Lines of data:
################

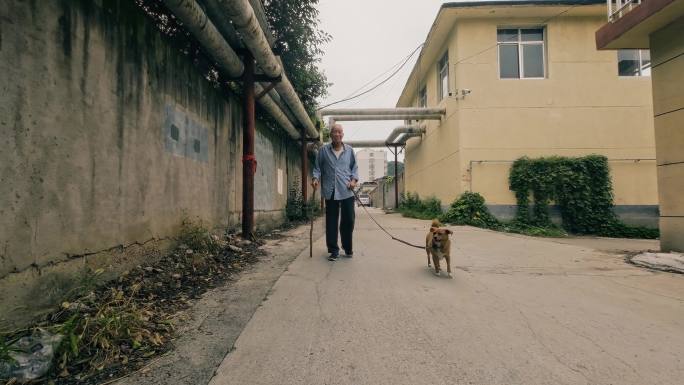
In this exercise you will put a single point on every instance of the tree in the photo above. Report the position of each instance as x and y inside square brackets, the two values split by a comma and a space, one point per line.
[390, 168]
[295, 27]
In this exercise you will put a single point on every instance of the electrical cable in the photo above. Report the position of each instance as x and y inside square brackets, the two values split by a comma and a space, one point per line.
[377, 85]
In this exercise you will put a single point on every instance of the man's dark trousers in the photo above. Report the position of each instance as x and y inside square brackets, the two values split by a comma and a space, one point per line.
[346, 224]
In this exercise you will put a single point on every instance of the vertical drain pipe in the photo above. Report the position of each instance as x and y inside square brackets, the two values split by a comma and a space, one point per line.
[305, 171]
[396, 181]
[248, 158]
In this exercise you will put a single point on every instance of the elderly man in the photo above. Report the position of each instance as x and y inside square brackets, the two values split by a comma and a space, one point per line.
[337, 173]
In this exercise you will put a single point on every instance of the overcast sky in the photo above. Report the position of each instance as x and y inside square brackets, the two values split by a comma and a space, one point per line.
[368, 38]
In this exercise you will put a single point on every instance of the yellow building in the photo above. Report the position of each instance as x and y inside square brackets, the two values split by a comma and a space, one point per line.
[658, 25]
[524, 78]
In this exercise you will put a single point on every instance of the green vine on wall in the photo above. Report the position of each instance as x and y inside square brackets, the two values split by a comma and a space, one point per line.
[580, 187]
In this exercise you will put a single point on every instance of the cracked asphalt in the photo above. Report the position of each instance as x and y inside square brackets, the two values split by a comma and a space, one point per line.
[519, 310]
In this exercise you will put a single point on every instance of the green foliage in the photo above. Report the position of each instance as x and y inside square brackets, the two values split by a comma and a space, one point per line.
[198, 238]
[297, 209]
[413, 207]
[296, 28]
[582, 189]
[469, 209]
[6, 349]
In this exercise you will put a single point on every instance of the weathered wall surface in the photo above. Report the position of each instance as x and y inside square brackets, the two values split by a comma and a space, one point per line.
[667, 52]
[110, 136]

################

GIVEN INSTRUCTION: Write out all the lines above again, putting "small dot" wherever "single point" appears and changing nothing else. Don't include the pictures.

OUTPUT OF THE TASK:
In this exercise you will put a small dot on every instance of the tree in the photo above. Report the position of each instance as x and y inside square brackets, the two values split by a comma and a space, one point per line.
[390, 168]
[295, 27]
In this exercise you will put a small dot on every instance of the electrical cable in the photo above. Report the position of each instance as x and y inside square brackets, the two values split by a comma and a space, one point per line.
[377, 85]
In this exercise you will put a small dot on every instance of the man's dark trousers in the photo above. Report the position of each instance as x and y inside square brackets, the two values split by a comma and a space, one point per line.
[346, 224]
In this exercise you will put a small dot on every instance of the vertical drain pipe in the photo above. Report the position of each instance as x and y inside square brackets, the two values split by a comma and a space, one point per line.
[305, 171]
[396, 181]
[248, 158]
In this exercise you will put a small dot on every instance of the elderly man in the photo above. Report the position of each instance as x and y inside square brackets, the two values split by a comma and a space, one point per line.
[337, 173]
In this exercise you will put a small dot on every instance of the overcast sky in the photo above. Report the position of each instance as x and y inside square brackets, the two values split by a comma and a space, one point per line.
[368, 38]
In this exercise you will put a small dot on every instance of the yellow building in the photo above. Report the position of each instance as x and y inside square brackets, the two values split by a comma and a space, one point per line.
[658, 25]
[524, 78]
In this exercise you will put a small dot on every instance of the green vine on wall in the photo above. Report the position of each instance as x and y inside square brackets, the two values split by a comma and a space, one point per line.
[580, 187]
In this exercise you will put a small dot on every instance of the cracked asphalt in the photo above. Report the position of each instance as x and y inside square brackets, the two values split by a comma and a space, one point per line.
[519, 310]
In this exercise you will put a small dot on every instance of the green foliage in the photo above. Report the position of each instance as x and y inside square brackets, the two values split by a comma and a space, one point per line.
[198, 238]
[297, 209]
[413, 207]
[296, 28]
[582, 189]
[469, 209]
[6, 349]
In this exercise you will put a small dot on every instance of the weathered wall surface in the photo above. Report the position of each instance as x and y inside square brackets, the two values split by a comma and a space, one point per line.
[667, 52]
[110, 136]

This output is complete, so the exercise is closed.